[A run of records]
* BEGIN *

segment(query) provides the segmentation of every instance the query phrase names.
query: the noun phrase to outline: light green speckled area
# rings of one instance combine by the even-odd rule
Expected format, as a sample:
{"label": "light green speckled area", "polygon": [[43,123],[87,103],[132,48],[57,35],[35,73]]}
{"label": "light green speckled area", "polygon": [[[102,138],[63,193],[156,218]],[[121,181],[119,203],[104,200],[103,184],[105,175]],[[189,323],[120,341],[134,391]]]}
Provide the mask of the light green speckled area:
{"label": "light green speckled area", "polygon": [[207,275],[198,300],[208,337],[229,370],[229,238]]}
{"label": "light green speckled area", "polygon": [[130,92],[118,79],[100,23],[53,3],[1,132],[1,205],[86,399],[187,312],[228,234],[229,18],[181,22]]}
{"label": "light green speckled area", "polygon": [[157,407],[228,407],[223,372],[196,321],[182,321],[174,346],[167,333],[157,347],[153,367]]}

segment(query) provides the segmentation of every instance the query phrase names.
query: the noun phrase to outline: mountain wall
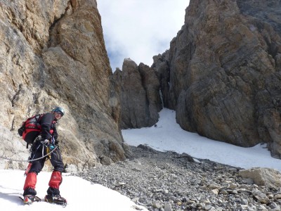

* END *

WHAT IS REQUIRED
Which lines of the listing contain the string "area"? Pull out each of them, treating uppercase and lowercase as different.

FULL RESPONSE
query: the noun phrase to outline: light green speckled area
{"label": "light green speckled area", "polygon": [[43,123],[87,103],[132,48],[57,35],[35,73]]}
{"label": "light green speckled area", "polygon": [[[102,138],[63,193],[156,218]],[[121,181],[119,203],[104,200],[103,184],[105,175]],[[189,323],[120,341],[134,391]]]}
Provide the mask of the light green speckled area:
{"label": "light green speckled area", "polygon": [[207,275],[198,300],[208,337],[229,370],[229,238]]}
{"label": "light green speckled area", "polygon": [[130,92],[118,79],[100,23],[53,3],[1,132],[1,205],[86,399],[187,312],[228,234],[229,18],[181,22]]}
{"label": "light green speckled area", "polygon": [[157,407],[228,407],[223,372],[196,321],[182,321],[174,346],[167,333],[157,347],[153,367]]}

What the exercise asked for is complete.